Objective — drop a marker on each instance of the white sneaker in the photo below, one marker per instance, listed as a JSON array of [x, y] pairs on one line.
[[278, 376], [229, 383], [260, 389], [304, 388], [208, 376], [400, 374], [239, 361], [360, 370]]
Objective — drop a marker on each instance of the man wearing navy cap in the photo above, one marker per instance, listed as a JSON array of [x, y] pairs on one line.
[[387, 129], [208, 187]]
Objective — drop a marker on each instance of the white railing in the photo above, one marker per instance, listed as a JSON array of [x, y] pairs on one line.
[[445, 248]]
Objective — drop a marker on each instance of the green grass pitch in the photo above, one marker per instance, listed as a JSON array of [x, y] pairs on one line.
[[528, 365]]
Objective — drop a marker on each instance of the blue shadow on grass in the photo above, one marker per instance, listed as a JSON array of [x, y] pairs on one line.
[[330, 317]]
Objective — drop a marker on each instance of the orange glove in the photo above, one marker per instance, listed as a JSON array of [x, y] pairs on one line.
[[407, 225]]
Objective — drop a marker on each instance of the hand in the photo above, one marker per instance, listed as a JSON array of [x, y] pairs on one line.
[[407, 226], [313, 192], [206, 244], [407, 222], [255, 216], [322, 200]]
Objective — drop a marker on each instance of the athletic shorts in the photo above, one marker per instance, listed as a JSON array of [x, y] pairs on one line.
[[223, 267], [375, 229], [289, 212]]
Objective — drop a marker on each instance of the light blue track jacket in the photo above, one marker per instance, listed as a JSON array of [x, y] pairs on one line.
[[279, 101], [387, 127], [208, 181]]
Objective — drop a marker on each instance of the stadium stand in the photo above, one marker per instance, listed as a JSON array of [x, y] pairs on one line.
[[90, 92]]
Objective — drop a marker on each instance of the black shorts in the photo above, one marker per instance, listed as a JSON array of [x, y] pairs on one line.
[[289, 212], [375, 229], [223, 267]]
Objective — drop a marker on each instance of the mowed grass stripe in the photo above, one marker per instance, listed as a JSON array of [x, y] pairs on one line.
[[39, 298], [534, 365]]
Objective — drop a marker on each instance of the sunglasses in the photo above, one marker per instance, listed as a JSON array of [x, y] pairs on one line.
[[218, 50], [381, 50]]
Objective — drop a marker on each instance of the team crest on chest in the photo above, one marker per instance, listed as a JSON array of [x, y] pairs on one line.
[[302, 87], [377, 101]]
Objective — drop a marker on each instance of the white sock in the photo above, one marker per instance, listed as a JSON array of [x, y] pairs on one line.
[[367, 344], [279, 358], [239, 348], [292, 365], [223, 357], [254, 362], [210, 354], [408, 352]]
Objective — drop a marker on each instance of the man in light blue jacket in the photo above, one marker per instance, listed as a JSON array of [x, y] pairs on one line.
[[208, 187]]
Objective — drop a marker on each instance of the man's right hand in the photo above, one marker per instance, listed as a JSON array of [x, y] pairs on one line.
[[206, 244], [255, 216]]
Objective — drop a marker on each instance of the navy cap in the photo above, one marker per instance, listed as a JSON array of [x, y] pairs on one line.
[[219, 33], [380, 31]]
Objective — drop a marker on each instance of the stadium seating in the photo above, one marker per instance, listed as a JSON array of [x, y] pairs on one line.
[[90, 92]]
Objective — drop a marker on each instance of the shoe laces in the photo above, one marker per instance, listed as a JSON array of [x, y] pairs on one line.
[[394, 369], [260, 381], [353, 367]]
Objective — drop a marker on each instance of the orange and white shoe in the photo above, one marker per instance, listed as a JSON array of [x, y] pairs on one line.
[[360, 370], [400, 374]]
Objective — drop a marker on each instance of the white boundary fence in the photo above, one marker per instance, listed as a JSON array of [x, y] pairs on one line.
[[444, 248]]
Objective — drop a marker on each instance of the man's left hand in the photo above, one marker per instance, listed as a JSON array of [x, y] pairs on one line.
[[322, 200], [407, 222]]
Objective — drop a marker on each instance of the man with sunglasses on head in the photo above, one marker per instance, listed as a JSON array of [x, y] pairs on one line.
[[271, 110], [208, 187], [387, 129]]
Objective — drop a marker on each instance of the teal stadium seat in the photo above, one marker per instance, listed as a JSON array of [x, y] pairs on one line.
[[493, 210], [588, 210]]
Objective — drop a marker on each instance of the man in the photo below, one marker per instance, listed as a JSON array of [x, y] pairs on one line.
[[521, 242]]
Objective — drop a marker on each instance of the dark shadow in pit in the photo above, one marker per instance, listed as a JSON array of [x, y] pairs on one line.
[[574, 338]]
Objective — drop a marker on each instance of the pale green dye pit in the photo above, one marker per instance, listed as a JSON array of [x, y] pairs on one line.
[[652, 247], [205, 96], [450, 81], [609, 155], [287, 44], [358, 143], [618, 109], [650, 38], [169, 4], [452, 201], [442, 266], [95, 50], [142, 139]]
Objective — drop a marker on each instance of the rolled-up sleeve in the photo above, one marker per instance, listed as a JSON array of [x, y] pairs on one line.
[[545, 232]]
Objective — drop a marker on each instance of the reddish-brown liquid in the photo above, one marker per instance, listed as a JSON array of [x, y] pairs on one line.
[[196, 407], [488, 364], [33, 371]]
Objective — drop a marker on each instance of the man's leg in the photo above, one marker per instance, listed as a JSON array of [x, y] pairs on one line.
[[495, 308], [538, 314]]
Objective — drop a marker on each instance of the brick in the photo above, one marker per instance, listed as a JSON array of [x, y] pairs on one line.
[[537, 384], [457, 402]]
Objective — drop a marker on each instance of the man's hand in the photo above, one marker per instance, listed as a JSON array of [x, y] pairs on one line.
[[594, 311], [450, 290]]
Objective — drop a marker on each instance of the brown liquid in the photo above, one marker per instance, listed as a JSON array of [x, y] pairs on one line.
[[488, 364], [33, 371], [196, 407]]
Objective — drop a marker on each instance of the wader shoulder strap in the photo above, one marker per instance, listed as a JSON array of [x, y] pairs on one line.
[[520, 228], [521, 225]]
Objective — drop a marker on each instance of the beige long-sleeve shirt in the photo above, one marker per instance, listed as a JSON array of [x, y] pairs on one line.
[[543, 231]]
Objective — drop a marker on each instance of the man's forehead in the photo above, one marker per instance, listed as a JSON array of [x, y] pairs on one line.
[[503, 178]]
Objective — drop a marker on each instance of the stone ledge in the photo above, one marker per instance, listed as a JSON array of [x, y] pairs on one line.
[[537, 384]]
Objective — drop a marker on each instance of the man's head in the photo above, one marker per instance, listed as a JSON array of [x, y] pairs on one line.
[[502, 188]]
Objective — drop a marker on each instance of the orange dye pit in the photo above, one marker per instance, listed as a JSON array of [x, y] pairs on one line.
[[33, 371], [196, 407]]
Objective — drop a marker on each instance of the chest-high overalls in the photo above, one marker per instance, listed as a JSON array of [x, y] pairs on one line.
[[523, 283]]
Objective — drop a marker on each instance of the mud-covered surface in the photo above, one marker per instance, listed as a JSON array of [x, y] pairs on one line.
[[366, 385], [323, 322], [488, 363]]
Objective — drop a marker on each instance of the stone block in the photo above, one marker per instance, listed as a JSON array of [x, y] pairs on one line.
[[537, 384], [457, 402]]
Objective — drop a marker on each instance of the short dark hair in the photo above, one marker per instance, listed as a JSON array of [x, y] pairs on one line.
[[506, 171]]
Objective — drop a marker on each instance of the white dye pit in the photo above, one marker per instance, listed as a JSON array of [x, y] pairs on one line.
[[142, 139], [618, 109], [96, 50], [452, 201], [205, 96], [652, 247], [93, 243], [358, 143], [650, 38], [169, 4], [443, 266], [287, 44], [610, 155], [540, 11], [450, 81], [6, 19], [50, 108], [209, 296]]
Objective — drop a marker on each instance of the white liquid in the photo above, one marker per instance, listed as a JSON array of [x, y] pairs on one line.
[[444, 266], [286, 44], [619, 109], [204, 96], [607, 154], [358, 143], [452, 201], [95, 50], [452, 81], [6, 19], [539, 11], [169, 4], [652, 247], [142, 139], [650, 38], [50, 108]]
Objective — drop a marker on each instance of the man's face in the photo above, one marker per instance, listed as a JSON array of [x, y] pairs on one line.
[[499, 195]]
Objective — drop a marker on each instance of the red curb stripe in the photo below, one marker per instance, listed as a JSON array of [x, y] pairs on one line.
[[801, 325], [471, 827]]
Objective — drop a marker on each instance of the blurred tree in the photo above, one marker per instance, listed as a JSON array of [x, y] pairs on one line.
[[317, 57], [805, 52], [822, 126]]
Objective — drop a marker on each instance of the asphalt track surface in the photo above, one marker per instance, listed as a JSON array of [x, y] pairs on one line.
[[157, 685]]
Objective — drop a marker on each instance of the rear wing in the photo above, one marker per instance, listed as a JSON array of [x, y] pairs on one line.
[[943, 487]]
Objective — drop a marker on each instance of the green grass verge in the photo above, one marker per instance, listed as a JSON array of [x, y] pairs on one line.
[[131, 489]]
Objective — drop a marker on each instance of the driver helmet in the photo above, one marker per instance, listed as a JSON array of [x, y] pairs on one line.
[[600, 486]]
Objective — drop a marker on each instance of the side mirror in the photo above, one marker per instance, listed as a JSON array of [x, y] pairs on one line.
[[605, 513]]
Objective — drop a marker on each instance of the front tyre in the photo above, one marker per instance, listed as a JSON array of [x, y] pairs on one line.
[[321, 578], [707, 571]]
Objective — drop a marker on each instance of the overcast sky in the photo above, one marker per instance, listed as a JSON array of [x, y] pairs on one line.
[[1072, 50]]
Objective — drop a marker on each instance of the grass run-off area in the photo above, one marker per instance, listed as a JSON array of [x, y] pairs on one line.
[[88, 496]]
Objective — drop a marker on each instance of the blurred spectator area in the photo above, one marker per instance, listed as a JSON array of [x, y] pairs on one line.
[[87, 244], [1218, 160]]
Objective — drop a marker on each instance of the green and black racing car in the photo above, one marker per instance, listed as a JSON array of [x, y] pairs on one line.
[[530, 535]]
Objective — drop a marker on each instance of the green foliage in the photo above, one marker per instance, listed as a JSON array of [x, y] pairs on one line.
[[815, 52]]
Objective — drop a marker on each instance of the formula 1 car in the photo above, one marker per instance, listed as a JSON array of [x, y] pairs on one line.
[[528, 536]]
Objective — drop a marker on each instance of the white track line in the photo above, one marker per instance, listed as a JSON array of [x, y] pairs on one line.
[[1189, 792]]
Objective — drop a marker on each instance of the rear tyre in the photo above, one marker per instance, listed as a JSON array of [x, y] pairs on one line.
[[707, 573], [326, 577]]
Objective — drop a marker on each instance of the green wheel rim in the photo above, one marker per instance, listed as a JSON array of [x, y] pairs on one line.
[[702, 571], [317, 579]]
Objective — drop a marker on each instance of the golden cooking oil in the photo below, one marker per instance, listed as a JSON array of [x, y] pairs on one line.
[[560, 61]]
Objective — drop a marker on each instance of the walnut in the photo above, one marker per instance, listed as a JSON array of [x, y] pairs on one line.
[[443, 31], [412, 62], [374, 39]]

----

▶ Cosa si chiede: Ricopia identiche le righe partendo da quella che contiene "the man's head" e fermandoti dopo quella che contiene "[[523, 283]]", comprese entrambe.

▶ Risposta qui sotto:
Objective — drop a marker on each instance of the man's head in the photo above, one marker per instance, listed as a JSON array of [x, y] pairs on one line.
[[502, 188]]
Objective — drop a marker on each instance of the orange dye pit in the photo above, one marker per instance, listed as a JSON array of [x, y] pairs on one line.
[[33, 371], [196, 407]]
Objective — drop a marker on each instance of the chest-high overalls in the photo above, one marker per instance, listed as a JSON array of [x, y] pairs on one line.
[[523, 283]]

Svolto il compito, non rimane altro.